◆ **Instructions for the task**: What follows is a block of records; reproduce all of it verbatim.

◆ **Records to use**:

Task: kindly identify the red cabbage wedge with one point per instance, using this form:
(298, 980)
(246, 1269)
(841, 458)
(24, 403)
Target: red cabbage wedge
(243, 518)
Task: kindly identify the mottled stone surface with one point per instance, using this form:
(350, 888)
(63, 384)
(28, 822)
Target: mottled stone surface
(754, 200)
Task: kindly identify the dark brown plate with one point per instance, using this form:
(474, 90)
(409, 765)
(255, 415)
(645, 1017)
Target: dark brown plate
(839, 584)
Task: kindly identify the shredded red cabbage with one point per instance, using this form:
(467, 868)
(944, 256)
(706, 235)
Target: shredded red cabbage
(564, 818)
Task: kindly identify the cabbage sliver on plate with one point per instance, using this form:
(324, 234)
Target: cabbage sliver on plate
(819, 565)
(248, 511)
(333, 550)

◆ **Right answer**:
Task: kindly identify the red cabbage wedge with one point per instance, using this form:
(298, 980)
(246, 1269)
(841, 458)
(24, 403)
Target: red cabbage wedge
(243, 518)
Task: kindly identify the mottled stone surface with one point per instance, using this form:
(350, 888)
(63, 384)
(28, 822)
Target: mottled stone surface
(754, 200)
Task: kindly identify the dark brown plate with one point per instance, using this form:
(474, 90)
(409, 765)
(255, 415)
(645, 1017)
Target: dark brown plate
(839, 584)
Task: kindly identify the shredded red cabbage with one point per instance, using this form:
(467, 868)
(944, 256)
(706, 235)
Target: shredded red cabbage
(564, 818)
Task: kindly identify the cabbage sliver on plate with one point per instance, using this form:
(324, 234)
Target: cabbage sliver on plate
(819, 565)
(248, 511)
(333, 550)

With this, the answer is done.